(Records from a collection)
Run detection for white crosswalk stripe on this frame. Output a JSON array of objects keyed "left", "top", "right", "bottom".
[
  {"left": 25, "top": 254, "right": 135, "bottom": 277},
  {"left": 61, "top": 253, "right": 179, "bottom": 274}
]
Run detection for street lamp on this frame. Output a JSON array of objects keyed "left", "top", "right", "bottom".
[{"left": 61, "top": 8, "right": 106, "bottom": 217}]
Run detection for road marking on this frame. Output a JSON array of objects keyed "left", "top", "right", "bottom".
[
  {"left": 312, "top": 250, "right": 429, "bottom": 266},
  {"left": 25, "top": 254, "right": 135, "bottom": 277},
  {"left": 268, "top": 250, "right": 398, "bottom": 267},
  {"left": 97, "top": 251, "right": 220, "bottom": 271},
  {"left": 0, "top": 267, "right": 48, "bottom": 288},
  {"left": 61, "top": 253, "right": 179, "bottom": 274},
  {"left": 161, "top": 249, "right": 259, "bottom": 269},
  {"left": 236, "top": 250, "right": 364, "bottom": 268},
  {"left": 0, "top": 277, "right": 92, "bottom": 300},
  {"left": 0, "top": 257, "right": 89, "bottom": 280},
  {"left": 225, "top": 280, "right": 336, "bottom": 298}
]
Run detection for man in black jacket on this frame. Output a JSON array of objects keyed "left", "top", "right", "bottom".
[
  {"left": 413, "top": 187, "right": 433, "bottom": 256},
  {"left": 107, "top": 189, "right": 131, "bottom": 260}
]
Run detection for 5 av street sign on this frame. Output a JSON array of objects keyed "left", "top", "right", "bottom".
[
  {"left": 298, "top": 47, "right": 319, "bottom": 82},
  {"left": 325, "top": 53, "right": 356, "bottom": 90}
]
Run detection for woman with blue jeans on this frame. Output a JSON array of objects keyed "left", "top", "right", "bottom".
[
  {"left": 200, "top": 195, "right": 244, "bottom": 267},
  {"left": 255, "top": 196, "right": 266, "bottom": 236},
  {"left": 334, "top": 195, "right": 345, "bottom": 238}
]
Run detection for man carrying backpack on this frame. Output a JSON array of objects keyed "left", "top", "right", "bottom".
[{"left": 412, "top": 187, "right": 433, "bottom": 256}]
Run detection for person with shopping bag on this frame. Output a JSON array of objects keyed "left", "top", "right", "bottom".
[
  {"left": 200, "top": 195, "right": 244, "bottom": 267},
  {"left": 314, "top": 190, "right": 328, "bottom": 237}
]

## Prompt
Reproduce the listing above with every occurrence of "frame" swapped for "image". Keep all other text unchanged.

## Task solution
Run detection for white crosswalk stripe on this image. Output a JSON array of objects keyed "left", "top", "right", "bottom".
[
  {"left": 25, "top": 254, "right": 135, "bottom": 277},
  {"left": 61, "top": 253, "right": 179, "bottom": 274}
]
Run detection for street lamp on this image. Output a JSON array of objects keyed "left", "top", "right", "bottom".
[{"left": 61, "top": 8, "right": 106, "bottom": 217}]
Run detection for road marking on this image. Output a JSON array of objects keyed "left", "top", "right", "bottom".
[
  {"left": 312, "top": 250, "right": 429, "bottom": 266},
  {"left": 25, "top": 254, "right": 135, "bottom": 277},
  {"left": 268, "top": 250, "right": 398, "bottom": 267},
  {"left": 97, "top": 251, "right": 220, "bottom": 271},
  {"left": 0, "top": 267, "right": 48, "bottom": 288},
  {"left": 61, "top": 253, "right": 179, "bottom": 274},
  {"left": 161, "top": 249, "right": 259, "bottom": 269},
  {"left": 236, "top": 250, "right": 364, "bottom": 268},
  {"left": 0, "top": 277, "right": 92, "bottom": 300},
  {"left": 0, "top": 257, "right": 89, "bottom": 280},
  {"left": 225, "top": 280, "right": 336, "bottom": 298}
]
Run detection for man in black jacket on this image. Output a JSON array of objects keyed "left", "top", "right", "bottom".
[
  {"left": 413, "top": 187, "right": 433, "bottom": 256},
  {"left": 107, "top": 189, "right": 131, "bottom": 260}
]
Run detection for 5 av street sign on this image. Output a JSON array of objects keyed "left", "top", "right", "bottom".
[
  {"left": 298, "top": 47, "right": 319, "bottom": 82},
  {"left": 325, "top": 53, "right": 356, "bottom": 90}
]
Run detection for woman with blue jeans on this image. Output a JSON array of objects keyed "left", "top", "right", "bottom".
[
  {"left": 200, "top": 195, "right": 244, "bottom": 267},
  {"left": 255, "top": 196, "right": 266, "bottom": 236},
  {"left": 334, "top": 195, "right": 345, "bottom": 238}
]
Run detection for man carrying backpack on this image. Output a JSON array of objects keyed "left", "top", "right", "bottom".
[{"left": 412, "top": 187, "right": 433, "bottom": 256}]
Run detection for person with shopping bag on this image. Output a JSON array of objects keyed "left", "top", "right", "bottom".
[
  {"left": 200, "top": 195, "right": 244, "bottom": 267},
  {"left": 314, "top": 190, "right": 328, "bottom": 237}
]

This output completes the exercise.